Brief
Pull out every line of the rows below that contains the word "tree", and copy each one unchanged.

Provided records
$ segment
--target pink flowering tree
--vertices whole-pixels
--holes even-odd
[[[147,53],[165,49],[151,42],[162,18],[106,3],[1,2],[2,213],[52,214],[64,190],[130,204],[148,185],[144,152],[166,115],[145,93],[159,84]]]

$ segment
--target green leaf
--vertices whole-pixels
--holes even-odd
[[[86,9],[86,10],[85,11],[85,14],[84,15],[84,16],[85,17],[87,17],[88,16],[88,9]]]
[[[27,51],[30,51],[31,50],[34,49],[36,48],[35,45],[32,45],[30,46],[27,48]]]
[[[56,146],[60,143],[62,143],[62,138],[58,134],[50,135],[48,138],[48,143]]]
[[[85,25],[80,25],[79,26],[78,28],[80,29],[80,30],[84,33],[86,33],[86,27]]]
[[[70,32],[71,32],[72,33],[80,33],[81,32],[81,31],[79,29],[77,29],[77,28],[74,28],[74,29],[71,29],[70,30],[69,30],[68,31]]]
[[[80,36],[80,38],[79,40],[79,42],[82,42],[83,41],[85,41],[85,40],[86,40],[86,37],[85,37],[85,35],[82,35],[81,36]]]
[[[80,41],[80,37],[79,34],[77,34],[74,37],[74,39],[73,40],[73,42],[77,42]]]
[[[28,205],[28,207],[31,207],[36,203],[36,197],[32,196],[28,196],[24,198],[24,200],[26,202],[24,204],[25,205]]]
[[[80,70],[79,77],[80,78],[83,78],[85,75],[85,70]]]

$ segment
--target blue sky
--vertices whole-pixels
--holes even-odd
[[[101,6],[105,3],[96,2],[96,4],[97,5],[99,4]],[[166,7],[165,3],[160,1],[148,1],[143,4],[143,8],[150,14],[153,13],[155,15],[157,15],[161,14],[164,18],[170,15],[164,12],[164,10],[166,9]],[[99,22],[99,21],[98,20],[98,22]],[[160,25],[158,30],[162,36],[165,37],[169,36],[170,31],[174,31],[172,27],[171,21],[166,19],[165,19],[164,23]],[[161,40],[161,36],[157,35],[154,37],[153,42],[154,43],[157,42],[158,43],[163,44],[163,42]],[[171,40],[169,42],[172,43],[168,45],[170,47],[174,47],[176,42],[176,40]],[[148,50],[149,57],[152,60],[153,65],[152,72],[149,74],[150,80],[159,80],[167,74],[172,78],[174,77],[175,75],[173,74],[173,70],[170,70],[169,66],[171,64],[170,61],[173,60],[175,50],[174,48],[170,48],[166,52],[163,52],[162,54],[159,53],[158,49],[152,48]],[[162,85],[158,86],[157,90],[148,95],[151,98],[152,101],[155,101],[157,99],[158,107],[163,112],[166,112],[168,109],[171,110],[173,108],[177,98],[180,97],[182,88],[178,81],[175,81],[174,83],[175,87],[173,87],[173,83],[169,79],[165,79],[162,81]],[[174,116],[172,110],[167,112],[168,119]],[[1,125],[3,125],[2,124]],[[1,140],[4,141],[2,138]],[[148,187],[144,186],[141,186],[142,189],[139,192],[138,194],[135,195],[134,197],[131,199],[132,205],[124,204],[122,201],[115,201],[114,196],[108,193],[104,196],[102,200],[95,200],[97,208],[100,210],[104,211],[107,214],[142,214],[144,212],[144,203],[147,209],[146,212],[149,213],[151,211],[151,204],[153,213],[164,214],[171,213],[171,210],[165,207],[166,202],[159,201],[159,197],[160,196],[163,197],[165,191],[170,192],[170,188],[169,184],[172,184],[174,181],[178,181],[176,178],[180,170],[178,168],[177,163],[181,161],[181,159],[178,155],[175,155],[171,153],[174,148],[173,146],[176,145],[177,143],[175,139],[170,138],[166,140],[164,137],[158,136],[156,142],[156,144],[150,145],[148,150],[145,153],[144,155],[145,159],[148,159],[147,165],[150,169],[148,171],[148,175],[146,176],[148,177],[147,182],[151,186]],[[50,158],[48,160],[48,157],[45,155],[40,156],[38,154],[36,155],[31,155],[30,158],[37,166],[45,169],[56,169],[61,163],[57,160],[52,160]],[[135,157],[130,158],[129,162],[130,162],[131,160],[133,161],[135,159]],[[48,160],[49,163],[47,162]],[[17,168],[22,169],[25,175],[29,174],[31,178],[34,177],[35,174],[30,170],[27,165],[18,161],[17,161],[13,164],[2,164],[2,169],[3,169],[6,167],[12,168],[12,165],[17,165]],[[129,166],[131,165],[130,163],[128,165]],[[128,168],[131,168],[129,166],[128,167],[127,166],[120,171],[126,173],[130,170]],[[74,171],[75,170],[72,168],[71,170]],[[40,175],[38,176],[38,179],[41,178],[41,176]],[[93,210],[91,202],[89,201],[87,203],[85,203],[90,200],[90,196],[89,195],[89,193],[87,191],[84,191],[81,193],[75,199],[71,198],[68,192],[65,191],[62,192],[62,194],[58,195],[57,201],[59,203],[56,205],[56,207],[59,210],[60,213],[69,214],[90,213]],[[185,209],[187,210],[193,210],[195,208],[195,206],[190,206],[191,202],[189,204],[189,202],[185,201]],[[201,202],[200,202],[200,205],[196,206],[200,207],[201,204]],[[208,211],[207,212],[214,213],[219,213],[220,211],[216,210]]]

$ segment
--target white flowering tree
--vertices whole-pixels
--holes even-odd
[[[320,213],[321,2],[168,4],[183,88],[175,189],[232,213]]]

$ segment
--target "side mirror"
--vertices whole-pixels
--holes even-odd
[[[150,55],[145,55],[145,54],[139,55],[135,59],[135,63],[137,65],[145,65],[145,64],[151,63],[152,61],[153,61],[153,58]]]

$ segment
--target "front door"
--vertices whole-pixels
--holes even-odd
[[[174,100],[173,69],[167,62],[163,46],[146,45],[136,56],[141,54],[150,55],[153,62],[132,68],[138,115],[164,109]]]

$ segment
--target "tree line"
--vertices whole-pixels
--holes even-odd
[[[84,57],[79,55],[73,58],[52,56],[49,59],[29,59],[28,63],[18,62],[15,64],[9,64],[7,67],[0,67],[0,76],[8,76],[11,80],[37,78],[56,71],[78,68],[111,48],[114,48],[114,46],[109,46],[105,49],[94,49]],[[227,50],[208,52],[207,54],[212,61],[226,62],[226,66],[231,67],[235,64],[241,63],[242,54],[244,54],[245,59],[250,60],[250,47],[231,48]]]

Exercise response
--target pink flowering tree
--target white flowering tree
--target "tree line"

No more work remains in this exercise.